» ACTIVITY
Each record that follows is to be duplicated exactly, though its pictures are not.

LISTED RECORDS: Begin

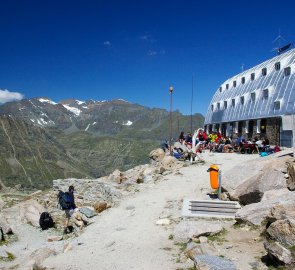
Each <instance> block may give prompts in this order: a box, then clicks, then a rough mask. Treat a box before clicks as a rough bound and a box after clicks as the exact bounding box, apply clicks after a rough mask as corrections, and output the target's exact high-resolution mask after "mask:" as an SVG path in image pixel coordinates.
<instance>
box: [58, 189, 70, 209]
mask: <svg viewBox="0 0 295 270" xmlns="http://www.w3.org/2000/svg"><path fill="white" fill-rule="evenodd" d="M57 201H58V204H59V206H60V208H61V209H62V210H68V209H70V208H71V206H72V205H71V197H70V194H69V192H63V191H59V193H58V194H57Z"/></svg>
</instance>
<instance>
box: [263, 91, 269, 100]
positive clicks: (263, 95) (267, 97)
mask: <svg viewBox="0 0 295 270" xmlns="http://www.w3.org/2000/svg"><path fill="white" fill-rule="evenodd" d="M263 98H264V99H268V89H264V90H263Z"/></svg>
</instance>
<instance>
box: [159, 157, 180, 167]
mask: <svg viewBox="0 0 295 270" xmlns="http://www.w3.org/2000/svg"><path fill="white" fill-rule="evenodd" d="M176 162H177V159H176V158H175V157H172V156H165V157H164V158H163V159H162V161H161V164H162V165H163V166H164V167H166V168H167V167H169V168H171V167H173V166H174V165H175V163H176Z"/></svg>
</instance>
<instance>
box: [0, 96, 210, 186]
mask: <svg viewBox="0 0 295 270" xmlns="http://www.w3.org/2000/svg"><path fill="white" fill-rule="evenodd" d="M0 117H1V119H2V122H3V124H2V125H1V126H0V132H1V134H2V135H1V137H2V138H3V140H1V141H0V148H1V149H2V150H3V151H1V152H0V160H1V163H0V180H1V181H2V186H10V187H13V186H15V185H18V184H21V185H22V186H23V187H26V188H42V189H44V188H47V187H49V186H50V183H51V180H52V179H57V178H66V177H90V178H93V177H94V178H97V177H100V176H103V175H106V174H109V173H111V172H112V171H113V170H114V169H121V170H127V169H130V168H132V167H134V166H136V165H139V164H144V163H146V162H147V161H148V153H149V152H150V151H151V150H152V149H154V148H155V147H158V146H159V145H160V142H161V140H162V139H164V138H168V137H169V113H168V112H167V111H165V110H162V109H150V108H147V107H144V106H140V105H137V104H132V103H129V102H127V101H124V100H113V101H93V100H89V101H85V102H83V101H79V100H75V99H68V100H63V101H61V102H60V103H56V102H54V101H52V100H50V99H48V98H33V99H24V100H21V101H16V102H9V103H6V104H3V105H1V106H0ZM203 119H204V118H203V116H201V115H199V114H195V115H194V116H193V126H194V127H195V128H198V127H200V126H202V125H203ZM189 129H190V116H184V115H182V114H180V113H179V112H173V137H174V138H176V137H177V136H178V133H179V131H180V130H185V131H187V130H189Z"/></svg>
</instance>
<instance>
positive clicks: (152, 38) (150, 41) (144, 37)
mask: <svg viewBox="0 0 295 270" xmlns="http://www.w3.org/2000/svg"><path fill="white" fill-rule="evenodd" d="M139 38H140V39H141V40H144V41H148V42H150V43H155V42H157V40H156V39H154V37H153V36H152V35H150V34H145V35H143V36H140V37H139Z"/></svg>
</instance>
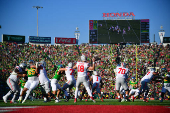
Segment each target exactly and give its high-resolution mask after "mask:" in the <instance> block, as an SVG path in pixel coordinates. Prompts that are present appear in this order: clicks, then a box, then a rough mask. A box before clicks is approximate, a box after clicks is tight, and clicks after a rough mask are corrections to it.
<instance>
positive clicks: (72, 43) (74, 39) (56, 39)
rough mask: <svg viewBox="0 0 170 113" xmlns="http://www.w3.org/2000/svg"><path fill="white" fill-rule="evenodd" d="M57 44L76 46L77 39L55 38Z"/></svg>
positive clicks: (69, 38)
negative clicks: (75, 45) (70, 44)
mask: <svg viewBox="0 0 170 113" xmlns="http://www.w3.org/2000/svg"><path fill="white" fill-rule="evenodd" d="M55 43H56V44H76V38H61V37H55Z"/></svg>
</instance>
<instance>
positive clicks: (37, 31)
mask: <svg viewBox="0 0 170 113" xmlns="http://www.w3.org/2000/svg"><path fill="white" fill-rule="evenodd" d="M32 8H37V36H38V9H39V8H43V7H40V6H33V7H32Z"/></svg>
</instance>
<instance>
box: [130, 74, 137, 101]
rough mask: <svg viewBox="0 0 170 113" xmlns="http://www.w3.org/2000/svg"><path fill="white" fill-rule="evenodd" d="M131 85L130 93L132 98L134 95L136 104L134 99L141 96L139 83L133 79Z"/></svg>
mask: <svg viewBox="0 0 170 113" xmlns="http://www.w3.org/2000/svg"><path fill="white" fill-rule="evenodd" d="M129 83H130V88H131V90H130V92H129V96H130V97H131V95H133V97H132V98H131V99H132V102H134V99H135V98H136V97H137V96H138V94H139V89H138V88H137V86H138V83H137V81H136V82H135V77H132V80H131V81H130V82H129Z"/></svg>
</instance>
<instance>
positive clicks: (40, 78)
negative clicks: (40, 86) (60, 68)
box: [39, 65, 49, 84]
mask: <svg viewBox="0 0 170 113" xmlns="http://www.w3.org/2000/svg"><path fill="white" fill-rule="evenodd" d="M40 66H42V67H43V69H40V74H39V81H40V83H41V84H44V83H45V82H47V81H49V79H48V77H47V71H46V69H45V68H44V66H43V65H40Z"/></svg>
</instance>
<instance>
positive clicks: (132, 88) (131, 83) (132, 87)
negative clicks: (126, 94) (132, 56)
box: [129, 81, 137, 89]
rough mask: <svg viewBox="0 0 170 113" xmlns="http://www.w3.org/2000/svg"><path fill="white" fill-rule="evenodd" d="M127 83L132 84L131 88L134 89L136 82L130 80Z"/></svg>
mask: <svg viewBox="0 0 170 113" xmlns="http://www.w3.org/2000/svg"><path fill="white" fill-rule="evenodd" d="M129 83H130V85H131V86H132V89H136V84H137V82H133V81H130V82H129Z"/></svg>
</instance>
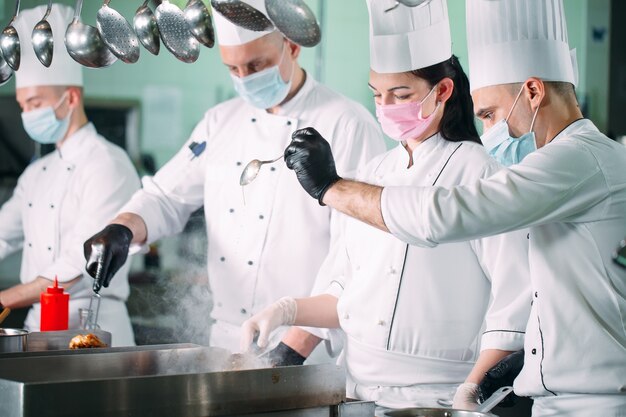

LISTED RECORDS: End

» SOLUTION FOR THIS EXERCISE
Each <instance> block may give prompts in this order: a box, then clicks, then a rough mask. Treat a box before clicks as a rough bound and a box after clicks as the exact bounding box, apply clicks after a rough mask as corrections, and output the target's exact high-resolution mask after "mask:" as an SVG path in image pixel coordinates.
<instance>
box: [58, 189, 70, 209]
mask: <svg viewBox="0 0 295 270" xmlns="http://www.w3.org/2000/svg"><path fill="white" fill-rule="evenodd" d="M57 201H58V204H59V206H60V208H61V209H62V210H68V209H70V208H71V206H72V205H71V197H70V194H69V192H63V191H59V193H58V194H57Z"/></svg>
</instance>
<instance>
box: [263, 91, 269, 100]
positive clicks: (263, 95) (267, 97)
mask: <svg viewBox="0 0 295 270" xmlns="http://www.w3.org/2000/svg"><path fill="white" fill-rule="evenodd" d="M263 98H264V99H268V89H264V90H263Z"/></svg>
</instance>
<instance>
box: [159, 157, 180, 167]
mask: <svg viewBox="0 0 295 270" xmlns="http://www.w3.org/2000/svg"><path fill="white" fill-rule="evenodd" d="M176 162H177V159H176V158H175V157H172V156H165V157H164V158H163V159H162V161H161V164H162V165H163V166H164V167H166V168H167V167H169V168H171V167H173V166H174V165H175V163H176Z"/></svg>
</instance>
<instance>
box: [0, 96, 210, 186]
mask: <svg viewBox="0 0 295 270" xmlns="http://www.w3.org/2000/svg"><path fill="white" fill-rule="evenodd" d="M0 117H1V119H2V122H3V124H2V125H1V126H0V132H1V134H2V135H1V137H2V138H3V140H1V141H0V148H1V149H2V150H3V151H1V152H0V160H1V163H0V180H1V181H2V186H10V187H13V186H15V185H18V184H21V185H22V186H23V187H26V188H42V189H44V188H47V187H49V186H50V183H51V180H52V179H57V178H66V177H90V178H93V177H94V178H97V177H100V176H103V175H106V174H109V173H111V172H112V171H113V170H114V169H121V170H127V169H130V168H132V167H134V166H136V165H139V164H144V163H146V162H147V161H148V153H149V152H150V151H151V150H152V149H154V148H155V147H158V146H159V145H160V142H161V140H162V139H164V138H168V137H169V113H168V112H167V111H165V110H162V109H150V108H147V107H144V106H140V105H137V104H132V103H129V102H127V101H124V100H113V101H93V100H89V101H85V102H83V101H79V100H75V99H68V100H63V101H61V102H60V103H56V102H54V101H52V100H50V99H48V98H33V99H24V100H21V101H16V102H9V103H6V104H3V105H1V106H0ZM203 119H204V118H203V116H201V115H199V114H195V115H194V116H193V126H194V127H195V128H198V127H200V126H202V125H203ZM189 129H190V116H184V115H182V114H180V113H179V112H173V137H174V138H176V137H177V136H178V133H179V131H180V130H185V131H187V130H189Z"/></svg>
</instance>
<instance>
positive clicks: (152, 38) (150, 41) (144, 37)
mask: <svg viewBox="0 0 295 270" xmlns="http://www.w3.org/2000/svg"><path fill="white" fill-rule="evenodd" d="M139 38H140V39H141V40H144V41H148V42H150V43H155V42H157V40H156V39H154V37H153V36H152V35H150V34H145V35H143V36H140V37H139Z"/></svg>
</instance>
Segment each target exactly and give its high-resolution mask after "mask:" in the <instance> block, as an SVG path in pixel coordinates. Prompts that are present appear in this order: clicks, then a box, then a rough mask. A box before clicks is approximate, a box after clicks is tight, and clicks after a rough mask are corrections to it.
<instance>
positive clicks: (72, 43) (74, 39) (56, 39)
rough mask: <svg viewBox="0 0 170 113" xmlns="http://www.w3.org/2000/svg"><path fill="white" fill-rule="evenodd" d="M57 44L76 46L77 39L55 38Z"/></svg>
positive clicks: (69, 38)
negative clicks: (75, 45) (70, 44)
mask: <svg viewBox="0 0 170 113" xmlns="http://www.w3.org/2000/svg"><path fill="white" fill-rule="evenodd" d="M55 43H56V44H76V38H61V37H55Z"/></svg>
</instance>
<instance>
positive clicks: (37, 31)
mask: <svg viewBox="0 0 170 113" xmlns="http://www.w3.org/2000/svg"><path fill="white" fill-rule="evenodd" d="M32 8H37V36H38V9H39V8H43V7H40V6H33V7H32Z"/></svg>
</instance>
<instance>
box: [130, 74, 137, 101]
rough mask: <svg viewBox="0 0 170 113" xmlns="http://www.w3.org/2000/svg"><path fill="white" fill-rule="evenodd" d="M131 85L130 93L132 98L134 95L136 104L134 99L141 96L139 83L133 79Z"/></svg>
mask: <svg viewBox="0 0 170 113" xmlns="http://www.w3.org/2000/svg"><path fill="white" fill-rule="evenodd" d="M129 83H130V88H131V90H130V92H129V96H130V97H131V95H133V97H132V98H131V99H132V102H134V99H135V98H136V97H137V96H138V94H139V89H138V88H137V86H138V83H137V81H136V82H135V77H132V80H131V81H130V82H129Z"/></svg>
</instance>
<instance>
positive clicks: (40, 78)
negative clicks: (40, 86) (60, 68)
box: [39, 65, 49, 84]
mask: <svg viewBox="0 0 170 113" xmlns="http://www.w3.org/2000/svg"><path fill="white" fill-rule="evenodd" d="M40 66H42V67H43V69H40V74H39V81H40V83H41V84H44V83H45V82H47V81H49V79H48V77H47V71H46V69H45V68H44V66H43V65H40Z"/></svg>
</instance>
<instance>
positive clicks: (132, 88) (131, 83) (132, 87)
negative clicks: (126, 94) (132, 56)
box: [129, 81, 137, 89]
rough mask: <svg viewBox="0 0 170 113" xmlns="http://www.w3.org/2000/svg"><path fill="white" fill-rule="evenodd" d="M127 83L132 84L131 88L134 89L136 82L130 80Z"/></svg>
mask: <svg viewBox="0 0 170 113" xmlns="http://www.w3.org/2000/svg"><path fill="white" fill-rule="evenodd" d="M129 83H130V85H131V86H132V89H136V84H137V82H133V81H130V82H129Z"/></svg>
</instance>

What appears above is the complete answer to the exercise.